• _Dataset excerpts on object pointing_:
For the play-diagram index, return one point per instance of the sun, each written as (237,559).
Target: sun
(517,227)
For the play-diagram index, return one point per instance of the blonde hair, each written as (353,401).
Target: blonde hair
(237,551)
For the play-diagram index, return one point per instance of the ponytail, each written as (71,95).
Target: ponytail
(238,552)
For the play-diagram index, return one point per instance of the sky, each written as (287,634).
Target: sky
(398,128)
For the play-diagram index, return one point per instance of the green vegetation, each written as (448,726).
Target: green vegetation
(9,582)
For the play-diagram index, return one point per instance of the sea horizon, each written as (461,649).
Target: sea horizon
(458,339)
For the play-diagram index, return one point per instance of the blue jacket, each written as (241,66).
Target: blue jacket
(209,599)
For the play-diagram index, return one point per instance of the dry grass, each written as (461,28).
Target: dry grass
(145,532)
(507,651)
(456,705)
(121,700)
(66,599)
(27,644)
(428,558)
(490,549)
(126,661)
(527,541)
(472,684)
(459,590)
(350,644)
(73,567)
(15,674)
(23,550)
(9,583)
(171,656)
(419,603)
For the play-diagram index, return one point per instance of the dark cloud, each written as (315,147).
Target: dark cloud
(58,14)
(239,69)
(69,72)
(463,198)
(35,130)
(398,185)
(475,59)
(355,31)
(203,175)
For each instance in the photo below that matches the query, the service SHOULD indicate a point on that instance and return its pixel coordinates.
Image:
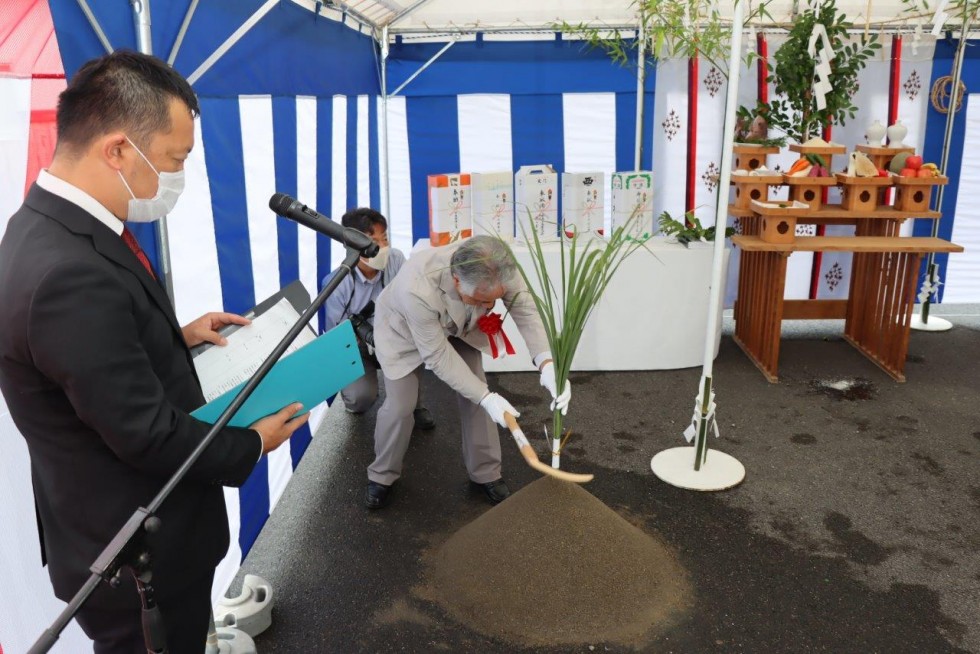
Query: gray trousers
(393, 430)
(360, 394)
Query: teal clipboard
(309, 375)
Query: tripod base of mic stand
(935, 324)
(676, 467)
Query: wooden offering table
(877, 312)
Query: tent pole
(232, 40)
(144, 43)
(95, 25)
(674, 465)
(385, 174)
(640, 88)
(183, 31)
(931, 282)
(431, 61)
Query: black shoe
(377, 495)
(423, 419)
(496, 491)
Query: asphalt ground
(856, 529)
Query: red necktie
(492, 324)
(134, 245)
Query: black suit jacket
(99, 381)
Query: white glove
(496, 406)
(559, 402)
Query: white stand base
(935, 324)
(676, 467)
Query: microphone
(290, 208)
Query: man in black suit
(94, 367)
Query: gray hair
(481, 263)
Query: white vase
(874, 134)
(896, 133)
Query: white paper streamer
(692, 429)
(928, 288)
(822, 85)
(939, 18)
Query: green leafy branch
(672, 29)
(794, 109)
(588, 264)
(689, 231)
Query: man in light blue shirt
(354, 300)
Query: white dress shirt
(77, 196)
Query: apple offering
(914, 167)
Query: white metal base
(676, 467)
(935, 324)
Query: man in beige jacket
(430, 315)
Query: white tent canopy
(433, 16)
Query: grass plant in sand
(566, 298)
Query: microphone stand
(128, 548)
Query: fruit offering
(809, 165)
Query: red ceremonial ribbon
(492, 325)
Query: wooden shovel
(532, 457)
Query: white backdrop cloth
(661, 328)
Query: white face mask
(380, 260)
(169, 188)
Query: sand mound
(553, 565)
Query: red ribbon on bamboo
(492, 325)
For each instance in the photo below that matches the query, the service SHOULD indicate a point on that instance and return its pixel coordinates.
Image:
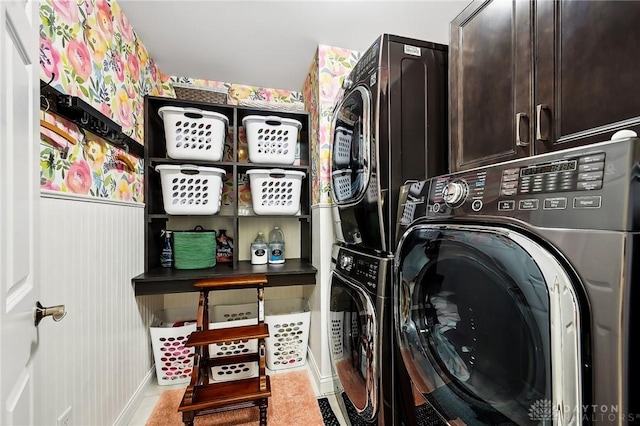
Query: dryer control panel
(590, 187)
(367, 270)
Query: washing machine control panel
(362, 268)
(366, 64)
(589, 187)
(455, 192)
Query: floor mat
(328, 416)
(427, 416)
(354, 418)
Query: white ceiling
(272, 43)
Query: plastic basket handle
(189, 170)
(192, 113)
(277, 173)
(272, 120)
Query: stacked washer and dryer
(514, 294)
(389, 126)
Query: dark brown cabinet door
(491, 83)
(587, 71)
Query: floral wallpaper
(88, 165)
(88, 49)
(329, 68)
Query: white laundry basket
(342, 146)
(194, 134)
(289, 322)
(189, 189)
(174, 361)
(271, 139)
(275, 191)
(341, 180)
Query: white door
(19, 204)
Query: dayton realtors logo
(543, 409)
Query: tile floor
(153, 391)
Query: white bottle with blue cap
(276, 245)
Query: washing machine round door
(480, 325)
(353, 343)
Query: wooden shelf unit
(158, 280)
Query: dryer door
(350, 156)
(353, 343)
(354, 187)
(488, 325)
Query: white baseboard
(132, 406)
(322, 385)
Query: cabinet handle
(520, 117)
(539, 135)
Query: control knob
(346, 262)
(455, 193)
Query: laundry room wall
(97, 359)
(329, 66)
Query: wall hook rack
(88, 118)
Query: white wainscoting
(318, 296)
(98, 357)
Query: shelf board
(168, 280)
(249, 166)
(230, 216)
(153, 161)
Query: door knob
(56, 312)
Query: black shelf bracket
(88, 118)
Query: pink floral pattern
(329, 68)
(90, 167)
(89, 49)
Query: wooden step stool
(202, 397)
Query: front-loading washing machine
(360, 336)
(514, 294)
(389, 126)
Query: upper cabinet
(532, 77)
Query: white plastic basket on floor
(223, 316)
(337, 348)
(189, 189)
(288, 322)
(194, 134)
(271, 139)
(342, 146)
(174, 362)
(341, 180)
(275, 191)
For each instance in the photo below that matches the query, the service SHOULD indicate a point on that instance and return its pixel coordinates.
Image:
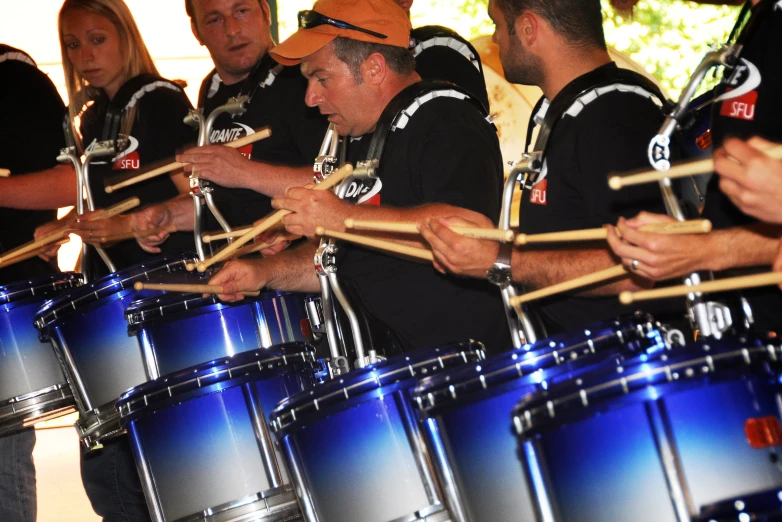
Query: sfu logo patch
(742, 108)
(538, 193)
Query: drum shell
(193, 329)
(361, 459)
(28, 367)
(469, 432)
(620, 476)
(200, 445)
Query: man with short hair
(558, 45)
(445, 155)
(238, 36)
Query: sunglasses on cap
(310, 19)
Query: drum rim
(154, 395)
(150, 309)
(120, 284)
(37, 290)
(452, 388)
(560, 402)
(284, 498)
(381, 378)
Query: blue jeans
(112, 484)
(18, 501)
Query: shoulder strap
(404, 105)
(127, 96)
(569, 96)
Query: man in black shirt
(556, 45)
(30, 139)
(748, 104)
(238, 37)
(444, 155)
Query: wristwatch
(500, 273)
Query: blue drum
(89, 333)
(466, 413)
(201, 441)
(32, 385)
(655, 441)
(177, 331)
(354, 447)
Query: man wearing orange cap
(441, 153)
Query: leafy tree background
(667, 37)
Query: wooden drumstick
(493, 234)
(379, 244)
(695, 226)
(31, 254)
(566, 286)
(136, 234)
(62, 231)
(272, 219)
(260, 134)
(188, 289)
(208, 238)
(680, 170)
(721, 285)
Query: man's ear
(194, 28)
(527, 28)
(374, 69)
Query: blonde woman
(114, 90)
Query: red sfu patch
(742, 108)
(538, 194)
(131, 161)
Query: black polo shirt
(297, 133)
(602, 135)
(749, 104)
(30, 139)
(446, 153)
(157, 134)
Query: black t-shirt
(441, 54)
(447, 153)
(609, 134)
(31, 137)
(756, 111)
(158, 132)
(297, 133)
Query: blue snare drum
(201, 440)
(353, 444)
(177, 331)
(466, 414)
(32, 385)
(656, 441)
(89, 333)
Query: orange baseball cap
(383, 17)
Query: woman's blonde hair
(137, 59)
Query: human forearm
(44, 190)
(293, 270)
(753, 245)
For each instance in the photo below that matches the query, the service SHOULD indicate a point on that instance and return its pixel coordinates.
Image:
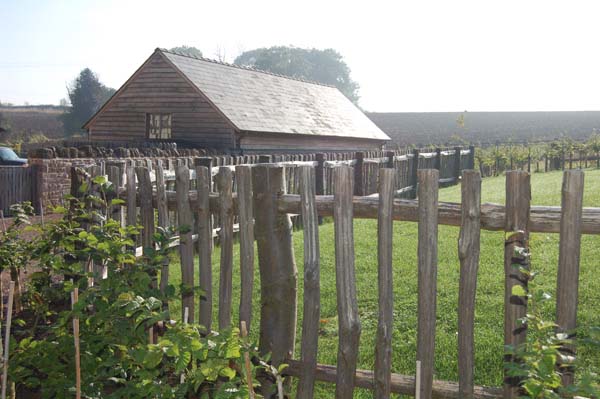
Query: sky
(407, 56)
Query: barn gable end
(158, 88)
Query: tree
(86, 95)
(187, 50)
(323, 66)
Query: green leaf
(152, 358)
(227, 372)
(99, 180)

• _EXERCISE OBJECTIVE_: Return to the listing above and set it down exactly, leaving out its pictures.

• _EXERCISE RESULT_:
For the play-diagram index, return one point per instance of the sun, each written as (237,559).
Target: sun
(517,227)
For the play-diagram index, return one point per instance of the blonde hair, each written as (353,401).
Target: blonde hair
(237,551)
For the play-diagram index, return one point per instance of the ponytail, each written as (71,95).
Target: ponytail
(238,552)
For the play-diagram index, return one point per instance of the sky, each written as (287,634).
Target: sky
(398,128)
For the play-diagram index, return one point per instance of the green vegetation, each written as (448,726).
Target: green vegetation
(9,582)
For the play-diagram index, return one point per instance of the sea horizon, each written as (461,649).
Target: sea horizon
(458,339)
For the play-diagram index, return one point per instance of the blue jacket, each written as (241,66).
Target: blue jacket
(209,599)
For the play-diagram index, return one point per instance of the dry grass, each written as (461,28).
Target: dry grass
(145,532)
(507,651)
(456,705)
(121,700)
(66,599)
(27,644)
(428,558)
(490,549)
(126,661)
(527,541)
(472,684)
(459,590)
(350,644)
(73,567)
(15,674)
(23,550)
(9,583)
(171,656)
(419,603)
For the play-diagram index, return one point per instance of the dark cloud, each written as (315,147).
Target: dark cloud
(58,14)
(239,69)
(69,72)
(463,198)
(35,130)
(398,185)
(475,59)
(355,31)
(203,175)
For each instance in the photo below that matches the query, the service SHOULD indicate a point on that instance and return its pixel coordinates.
Image:
Query: gray trousers
(393, 430)
(360, 394)
Query: teal clipboard
(309, 375)
Query: tripod base of mic stand
(935, 324)
(676, 467)
Query: wooden offering table
(877, 312)
Query: tent pole
(232, 40)
(144, 43)
(95, 25)
(674, 465)
(385, 174)
(640, 88)
(183, 31)
(931, 282)
(431, 61)
Query: black shoe
(377, 495)
(423, 419)
(496, 491)
Query: asphalt ground
(856, 529)
Query: red necktie
(492, 324)
(134, 245)
Query: black suit jacket
(99, 381)
Query: white glove
(496, 406)
(559, 402)
Query: white stand base
(935, 324)
(676, 467)
Query: microphone
(290, 208)
Query: man in black suit
(94, 367)
Query: gray hair
(481, 263)
Query: white vase
(874, 134)
(896, 133)
Query: white paper streamer
(692, 429)
(928, 288)
(822, 85)
(939, 18)
Query: green leafy branch
(672, 29)
(794, 109)
(588, 264)
(689, 231)
Query: man in light blue shirt
(354, 300)
Query: white dress shirt
(77, 196)
Query: apple offering
(914, 167)
Query: white metal base
(676, 467)
(935, 324)
Query: man in beige jacket
(430, 315)
Query: white tent canopy
(433, 16)
Query: grass plant in sand
(566, 298)
Query: microphone stand
(128, 548)
Query: fruit offering
(809, 165)
Query: red ceremonial ribbon
(492, 325)
Query: wooden shovel
(532, 457)
Query: white backdrop cloth
(661, 328)
Query: white face mask
(380, 260)
(169, 188)
Query: sand mound
(553, 565)
Query: red ribbon on bamboo
(492, 325)
For each instance in the photo below that matches the query, the service SHOULD indicate a point on that instance and return its pixel coordinates.
Image:
Query: dryer control panel
(590, 187)
(367, 270)
Query: washing machine control panel
(362, 268)
(366, 64)
(589, 187)
(455, 192)
Query: floor mat
(328, 416)
(427, 416)
(354, 418)
Query: white ceiling
(272, 43)
Query: plastic basket handle
(189, 170)
(192, 113)
(277, 173)
(272, 120)
Query: stacked washer and dryer
(514, 294)
(389, 126)
Query: dark brown cabinet door
(491, 83)
(587, 71)
Query: floral wallpaper
(88, 165)
(88, 49)
(329, 68)
Query: white laundry basket
(342, 146)
(194, 134)
(289, 322)
(189, 189)
(174, 361)
(271, 139)
(275, 191)
(341, 180)
Query: white door
(19, 204)
Query: dayton realtors logo
(543, 409)
Query: tile floor
(153, 391)
Query: white bottle with blue cap
(276, 245)
Query: washing machine round door
(480, 325)
(353, 343)
Query: wooden shelf unit
(158, 280)
Query: dryer door
(350, 156)
(353, 343)
(354, 187)
(488, 325)
Query: white baseboard
(132, 406)
(322, 385)
Query: cabinet handle
(520, 117)
(539, 135)
Query: control knob
(346, 262)
(455, 193)
Query: laundry room wall
(97, 359)
(329, 66)
Query: wall hook rack
(88, 118)
Query: white wainscoting
(318, 296)
(98, 357)
Query: shelf board
(168, 280)
(249, 166)
(230, 216)
(153, 161)
Query: door knob
(56, 312)
Query: black shelf bracket
(88, 118)
Query: pink floral pattern
(329, 68)
(90, 167)
(89, 49)
Query: wooden step stool
(202, 397)
Query: front-loading washing machine
(360, 336)
(514, 294)
(389, 126)
Query: upper cabinet
(532, 77)
Query: white plastic basket on floor
(223, 316)
(337, 348)
(189, 189)
(288, 322)
(194, 134)
(271, 139)
(342, 146)
(174, 362)
(341, 180)
(275, 191)
For each instance in the photo below that matches the query, the service SHOULD indicate a point on that instance and return its pixel coordinates.
Image:
Query: sfu logo patch
(742, 108)
(538, 193)
Query: drum shell
(193, 329)
(361, 459)
(28, 367)
(469, 432)
(620, 476)
(200, 445)
Query: man with short hair
(558, 45)
(445, 155)
(238, 36)
Query: sunglasses on cap
(310, 19)
Query: drum rim
(154, 395)
(150, 309)
(120, 284)
(37, 290)
(452, 388)
(560, 402)
(284, 498)
(381, 378)
Query: blue jeans
(112, 484)
(18, 501)
Query: shoulder strap
(404, 105)
(127, 96)
(569, 96)
Query: man in black shirt
(556, 45)
(30, 139)
(748, 104)
(238, 37)
(444, 155)
Query: wristwatch
(500, 273)
Query: blue drum
(89, 333)
(466, 413)
(201, 441)
(32, 385)
(655, 441)
(177, 331)
(354, 447)
Query: man wearing orange cap
(441, 153)
Query: leafy tree background
(667, 37)
Query: wooden drumstick
(493, 234)
(379, 244)
(695, 226)
(31, 254)
(566, 286)
(136, 234)
(62, 231)
(272, 219)
(260, 134)
(188, 289)
(208, 238)
(680, 170)
(721, 285)
Query: man's ear
(194, 28)
(527, 28)
(374, 69)
Query: blonde woman
(114, 90)
Query: red sfu patch
(742, 108)
(538, 194)
(131, 161)
Query: black polo shirt
(297, 133)
(602, 135)
(749, 104)
(30, 139)
(446, 153)
(157, 134)
Query: black t-shirt
(441, 54)
(447, 153)
(609, 134)
(31, 137)
(756, 111)
(158, 132)
(297, 133)
Query: blue snare drum
(201, 440)
(353, 444)
(177, 331)
(466, 414)
(32, 385)
(656, 441)
(89, 333)
Query: orange baseball cap
(383, 17)
Query: woman's blonde hair
(137, 59)
Query: human forearm
(44, 190)
(293, 270)
(753, 245)
For each instance in the photo below that matches the query, the service SHOULD indicate a point on that instance and return its pixel coordinates.
Image:
Query: sky
(407, 56)
Query: barn gable end
(158, 88)
Query: tree
(86, 95)
(187, 50)
(323, 66)
Query: green leaf
(152, 358)
(227, 372)
(99, 180)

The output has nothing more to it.